### Listed records ###

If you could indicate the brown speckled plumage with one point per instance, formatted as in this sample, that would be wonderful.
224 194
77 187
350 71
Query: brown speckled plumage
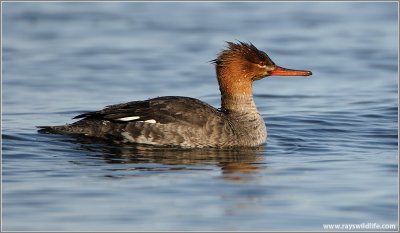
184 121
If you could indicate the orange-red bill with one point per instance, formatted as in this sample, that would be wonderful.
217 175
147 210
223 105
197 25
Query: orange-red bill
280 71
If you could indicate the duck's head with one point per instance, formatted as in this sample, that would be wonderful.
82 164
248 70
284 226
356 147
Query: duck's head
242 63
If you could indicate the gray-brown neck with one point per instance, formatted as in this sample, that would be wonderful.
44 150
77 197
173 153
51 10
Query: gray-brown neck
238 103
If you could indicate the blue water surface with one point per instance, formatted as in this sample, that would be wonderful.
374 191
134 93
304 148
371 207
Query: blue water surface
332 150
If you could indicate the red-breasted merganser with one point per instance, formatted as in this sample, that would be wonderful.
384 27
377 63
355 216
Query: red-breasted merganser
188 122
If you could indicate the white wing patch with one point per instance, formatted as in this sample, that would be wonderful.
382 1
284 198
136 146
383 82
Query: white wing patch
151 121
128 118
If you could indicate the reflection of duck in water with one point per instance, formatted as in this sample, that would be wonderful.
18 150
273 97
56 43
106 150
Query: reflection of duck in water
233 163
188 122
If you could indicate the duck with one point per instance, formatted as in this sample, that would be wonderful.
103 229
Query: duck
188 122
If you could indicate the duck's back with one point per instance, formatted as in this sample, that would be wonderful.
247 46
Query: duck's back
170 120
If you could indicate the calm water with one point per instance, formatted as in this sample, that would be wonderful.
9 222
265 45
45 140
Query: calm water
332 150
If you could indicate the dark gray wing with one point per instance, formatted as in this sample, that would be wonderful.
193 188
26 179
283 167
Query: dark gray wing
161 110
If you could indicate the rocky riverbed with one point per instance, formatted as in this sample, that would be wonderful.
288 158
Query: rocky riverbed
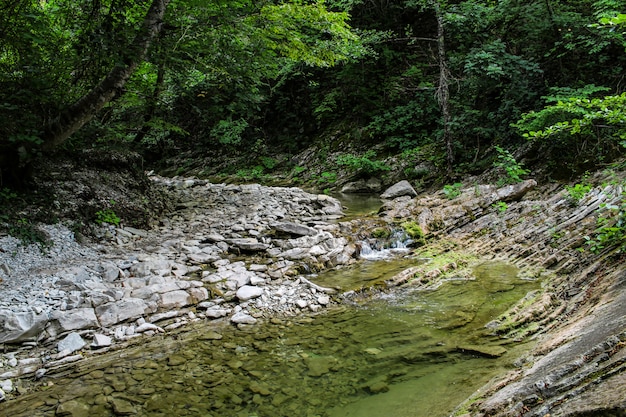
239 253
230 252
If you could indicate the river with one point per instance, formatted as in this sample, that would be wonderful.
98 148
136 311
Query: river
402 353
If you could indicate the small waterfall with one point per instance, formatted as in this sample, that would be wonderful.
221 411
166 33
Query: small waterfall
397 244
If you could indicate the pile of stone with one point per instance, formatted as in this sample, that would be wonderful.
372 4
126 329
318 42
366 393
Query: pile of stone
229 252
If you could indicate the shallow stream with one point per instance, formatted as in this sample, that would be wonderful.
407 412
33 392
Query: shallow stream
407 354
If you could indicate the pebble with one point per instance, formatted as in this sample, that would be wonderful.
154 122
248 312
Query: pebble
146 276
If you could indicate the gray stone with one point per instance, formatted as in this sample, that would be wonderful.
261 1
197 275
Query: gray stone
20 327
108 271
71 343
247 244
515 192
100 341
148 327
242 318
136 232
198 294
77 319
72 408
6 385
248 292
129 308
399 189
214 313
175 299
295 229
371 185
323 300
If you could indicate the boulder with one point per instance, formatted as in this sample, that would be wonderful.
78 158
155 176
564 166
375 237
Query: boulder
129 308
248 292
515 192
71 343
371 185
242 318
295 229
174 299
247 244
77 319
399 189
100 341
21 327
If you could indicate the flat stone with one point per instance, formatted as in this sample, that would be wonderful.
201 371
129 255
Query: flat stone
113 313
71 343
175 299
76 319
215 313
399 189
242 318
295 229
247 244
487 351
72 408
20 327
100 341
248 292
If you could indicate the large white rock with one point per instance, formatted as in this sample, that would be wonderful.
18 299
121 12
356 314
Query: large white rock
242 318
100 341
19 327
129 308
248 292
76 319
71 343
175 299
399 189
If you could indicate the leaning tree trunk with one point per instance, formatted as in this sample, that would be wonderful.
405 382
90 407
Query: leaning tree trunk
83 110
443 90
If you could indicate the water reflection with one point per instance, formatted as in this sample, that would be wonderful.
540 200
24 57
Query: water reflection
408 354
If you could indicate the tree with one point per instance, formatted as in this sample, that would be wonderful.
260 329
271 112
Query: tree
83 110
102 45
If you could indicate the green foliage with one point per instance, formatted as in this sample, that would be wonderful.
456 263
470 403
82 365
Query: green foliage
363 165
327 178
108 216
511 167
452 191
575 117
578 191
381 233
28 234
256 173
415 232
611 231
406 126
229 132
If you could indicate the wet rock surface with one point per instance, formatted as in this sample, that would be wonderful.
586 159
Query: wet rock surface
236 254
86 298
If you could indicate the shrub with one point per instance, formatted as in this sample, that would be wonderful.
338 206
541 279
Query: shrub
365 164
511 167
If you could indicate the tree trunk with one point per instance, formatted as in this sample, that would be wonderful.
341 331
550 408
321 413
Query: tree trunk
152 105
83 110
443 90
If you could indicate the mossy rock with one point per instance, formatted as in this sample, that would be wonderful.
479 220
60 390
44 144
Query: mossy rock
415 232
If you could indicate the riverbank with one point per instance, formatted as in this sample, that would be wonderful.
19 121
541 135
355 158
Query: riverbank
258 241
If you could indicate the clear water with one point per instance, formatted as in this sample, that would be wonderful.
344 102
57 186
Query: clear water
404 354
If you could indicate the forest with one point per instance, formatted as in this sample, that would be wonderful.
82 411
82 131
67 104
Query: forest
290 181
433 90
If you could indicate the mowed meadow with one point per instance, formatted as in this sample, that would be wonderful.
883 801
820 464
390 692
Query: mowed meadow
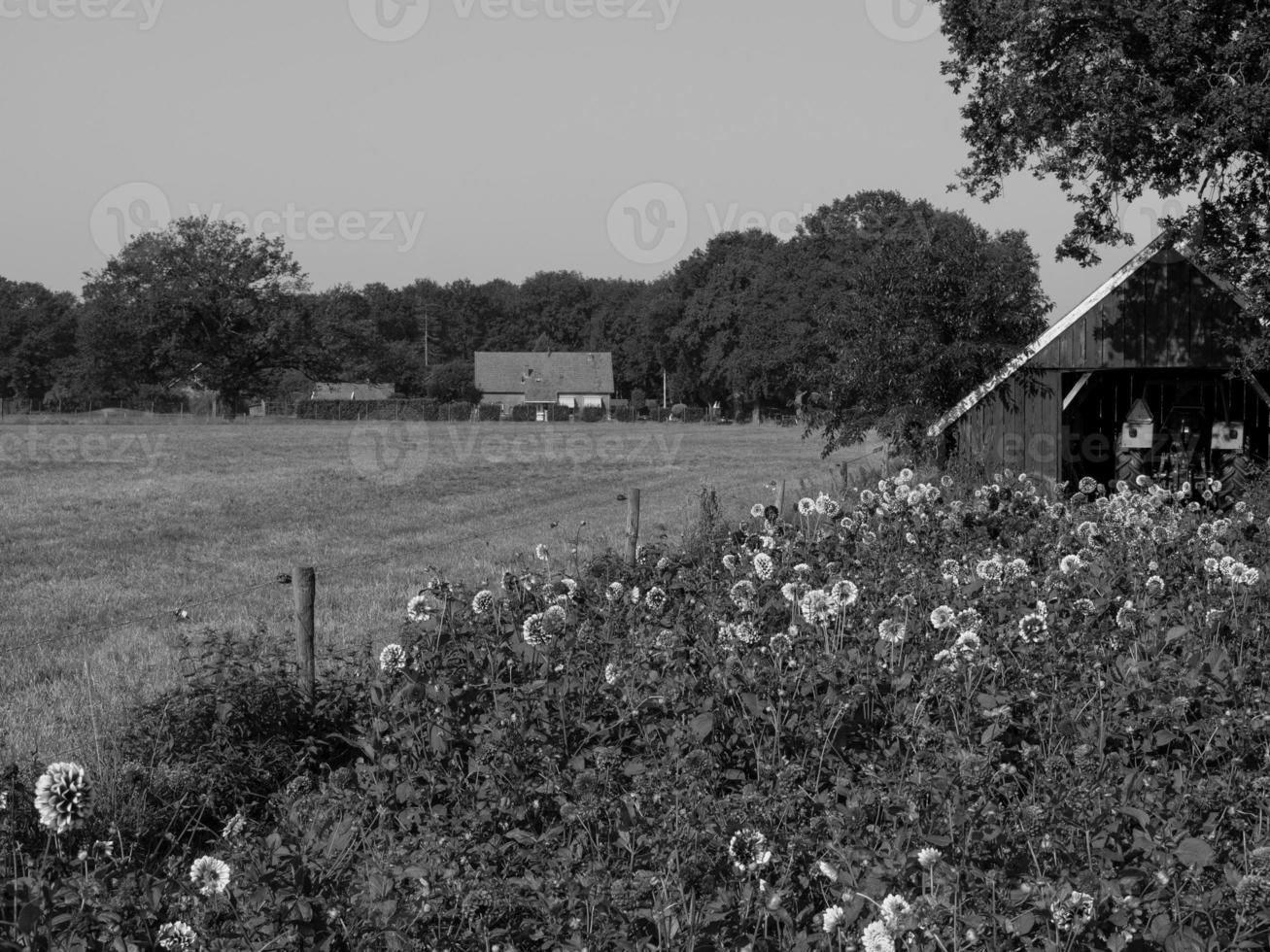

###

What this task involves. Convert every line of the listing above into a JSON list of strings, one string per line, omitting blank lines. Leave the pictures out of the answer.

Exercise output.
[
  "If you could indicate the brown speckled plumage with one point per instance, formatted as in this sample, that would be wonderful.",
  "224 194",
  "77 187",
  "350 71",
  "Query: brown speckled plumage",
  "184 121",
  "If you could indicate the orange-red bill with one point per instance, formatted as in this sample, that would be wonderful.",
  "217 175",
  "147 210",
  "223 105",
  "197 25",
  "Query: orange-red bill",
  "280 71",
  "If you could indicate the duck's head with one point per instance, formatted as in this sample, that would be wonderful.",
  "82 164",
  "248 70",
  "284 226",
  "356 147",
  "Query: duck's head",
  "242 63",
  "If you could indicate the gray-brown neck with one point per instance, formatted as in this sample, that would be wonderful.",
  "44 150",
  "77 197",
  "173 153",
  "51 10",
  "Query: gray-brown neck",
  "238 103",
  "If you could indicate the blue water surface with one point per instance, formatted as in this sample, that would be wonderful.",
  "374 191",
  "134 93",
  "304 148",
  "371 207",
  "Query: blue water surface",
  "332 150",
  "If you could indicate the red-breasted merganser with one point per instance, formatted as in this sample, that would be wonderful.",
  "384 27",
  "377 63",
  "355 216",
  "Query: red-breasted merganser",
  "188 122",
  "If you could indicate the white wing patch with one point per instance, formatted as in this sample, that would be wonderful.",
  "382 1",
  "284 198",
  "136 146",
  "383 82",
  "Query: white wing patch",
  "151 121",
  "128 118",
  "If you could indicate the reflection of duck in water with one point per instance, formatted as in this sample, that would be wonderful.",
  "18 150",
  "273 97",
  "56 43",
  "106 150",
  "Query: reflection of duck in water",
  "233 163",
  "188 122",
  "If you could indicate the duck with one point per instance, formatted as in this sample, that would be wonderful.",
  "103 229",
  "Query: duck",
  "188 122",
  "If you could indicate the duck's back with one point per instance, formatted as in this sample, that would be wonderful.",
  "247 46",
  "Query: duck's back",
  "170 120",
  "If you could indicate the calm water with one point per instance, formatted as in this sample, that would be wonderful.",
  "9 222",
  "265 45",
  "45 140",
  "Query: calm water",
  "332 150",
  "If you could indicate the dark gray wing with one point per instance, formatted as in this sample, that would be wonderful.",
  "193 188",
  "26 179",
  "283 167",
  "Query: dark gray wing",
  "161 110",
  "If you could indicate the rocky riverbed with one point per instance, formatted as in this sample, that would be wonderful.",
  "288 158",
  "Query: rocky riverbed",
  "239 253",
  "230 252",
  "If you could indicate the river with one point per instance, formatted as in this sample, that would be wonderful.",
  "98 148",
  "136 311",
  "Query: river",
  "402 353",
  "If you could indicate the small waterfall with one point per instance, formatted as in this sample, that would be wonderful.",
  "221 411",
  "166 33",
  "Query: small waterfall",
  "397 244",
  "If you could indicate the pile of stone with one point per instance, formatted as in this sample, that would be wonderful.",
  "372 4",
  "126 329",
  "318 42",
  "366 393",
  "Query: pile of stone",
  "229 252",
  "If you could indicate the shallow stream with one point per instance, formatted as in this sample, that would be wonderful.",
  "407 412",
  "33 392",
  "Query: shallow stream",
  "407 354",
  "If you could indicate the pebble with one point per instance, formatted as in this sample, that would be wonderful.",
  "154 122",
  "248 312",
  "Query: pebble",
  "146 276",
  "If you could indicate the gray stone with one point per instance, formatted as in this sample, that would be wonderful.",
  "261 1",
  "197 275",
  "Query: gray stone",
  "20 327",
  "108 271",
  "71 343",
  "247 244",
  "515 192",
  "100 341",
  "148 327",
  "242 318",
  "136 232",
  "198 294",
  "77 319",
  "72 408",
  "6 385",
  "248 292",
  "129 308",
  "399 189",
  "214 313",
  "175 299",
  "295 229",
  "371 185",
  "323 300",
  "If you could indicate the boulder with one point per instance, formatted as in this sample, that would be wonderful.",
  "78 158",
  "155 176",
  "564 166",
  "375 237",
  "Query: boulder",
  "129 308",
  "248 292",
  "515 192",
  "71 343",
  "371 185",
  "242 318",
  "295 229",
  "174 299",
  "247 244",
  "77 319",
  "399 189",
  "100 341",
  "21 327",
  "If you could indicate the flat stone with one point per instance, formatted as in this sample, that would be wonderful.",
  "201 371",
  "129 255",
  "Query: flat stone",
  "113 313",
  "71 343",
  "175 299",
  "76 319",
  "215 313",
  "399 189",
  "242 318",
  "295 229",
  "247 244",
  "487 351",
  "72 408",
  "20 327",
  "100 341",
  "248 292",
  "If you could indicate the large white rock with one point per instance, formatted as in this sample, that would be wonderful.",
  "18 299",
  "121 12",
  "356 314",
  "Query: large white rock",
  "242 318",
  "100 341",
  "19 327",
  "129 308",
  "248 292",
  "76 319",
  "71 343",
  "175 299",
  "399 189",
  "If you could indicate the leaning tree trunk with one point per instance, formatted as in this sample, that would be wonderful.",
  "405 382",
  "90 407",
  "Query: leaning tree trunk",
  "83 110",
  "443 90",
  "If you could indicate the water reflection with one point per instance, formatted as in this sample, that would be wonderful.",
  "540 200",
  "24 57",
  "Query: water reflection",
  "408 354",
  "If you could indicate the tree with one point per instance, formatted as in this sample, that would be wonderful.",
  "260 329",
  "271 112",
  "Query: tree",
  "83 110",
  "102 45",
  "If you could indicate the green foliage with one point per instance, formatted as in this sample, that would be wonderful.",
  "456 263",
  "470 403",
  "82 365",
  "Query: green foliage",
  "363 165",
  "327 178",
  "108 216",
  "511 167",
  "452 191",
  "575 117",
  "578 191",
  "381 233",
  "28 234",
  "256 173",
  "415 232",
  "611 231",
  "406 126",
  "229 132",
  "If you could indicate the wet rock surface with one point per instance, formatted as in this sample, that would be wonderful.",
  "586 159",
  "Query: wet rock surface",
  "236 254",
  "86 298",
  "If you could indicate the shrub with one point per instance, formatted as in this sample, that would be wonderful.",
  "338 206",
  "541 279",
  "Query: shrub",
  "365 164",
  "511 167",
  "If you could indicate the tree trunk with one point per instance, formatted as in this sample, that would be wonderful.",
  "341 331",
  "550 408",
  "321 413",
  "Query: tree trunk",
  "152 105",
  "83 110",
  "443 90",
  "If you could indicate the mossy rock with one point per instance, formatted as in this sample, that would be wonderful.",
  "479 220",
  "60 390",
  "44 144",
  "Query: mossy rock",
  "415 232",
  "If you could indicate the riverbank with one point per instance, formatted as in this sample, that would be wonderful.",
  "19 121",
  "541 135",
  "355 158",
  "Query: riverbank",
  "258 241",
  "If you could indicate the clear water with one point per instance, formatted as in this sample, that would be wonderful.",
  "344 102",
  "57 186",
  "Query: clear water",
  "404 354",
  "If you could indicate the forest with one point per instance, formatted as in this sample, that would be wonderful.",
  "82 411",
  "82 131",
  "67 104",
  "Query: forest",
  "290 181",
  "433 90",
  "If you could indicate the mowed meadow with one point per instance, formatted as in this sample, that would be wonderful.",
  "883 801",
  "820 464",
  "390 692",
  "Query: mowed meadow"
]